*PROBLEM REQUIREMENTS*. Reproduce verbatim the lines of the rows, starting at the line that contains "the photo above." and ending at the last line of the rows.

*Extracted data entries*.

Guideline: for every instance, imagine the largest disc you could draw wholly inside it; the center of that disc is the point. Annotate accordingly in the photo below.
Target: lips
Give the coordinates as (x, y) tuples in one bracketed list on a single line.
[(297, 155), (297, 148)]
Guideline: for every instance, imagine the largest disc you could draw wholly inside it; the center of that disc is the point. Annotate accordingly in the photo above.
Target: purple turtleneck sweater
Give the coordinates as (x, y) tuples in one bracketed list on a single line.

*RESULT BELOW*.
Guideline: for every instance, imagine the largest disc you could draw wholly inside it; the center of that disc is the point. Annotate accordingly in the photo above.
Target: purple turtleneck sweater
Give the coordinates as (x, y) tuples in one bracketed list on a single line.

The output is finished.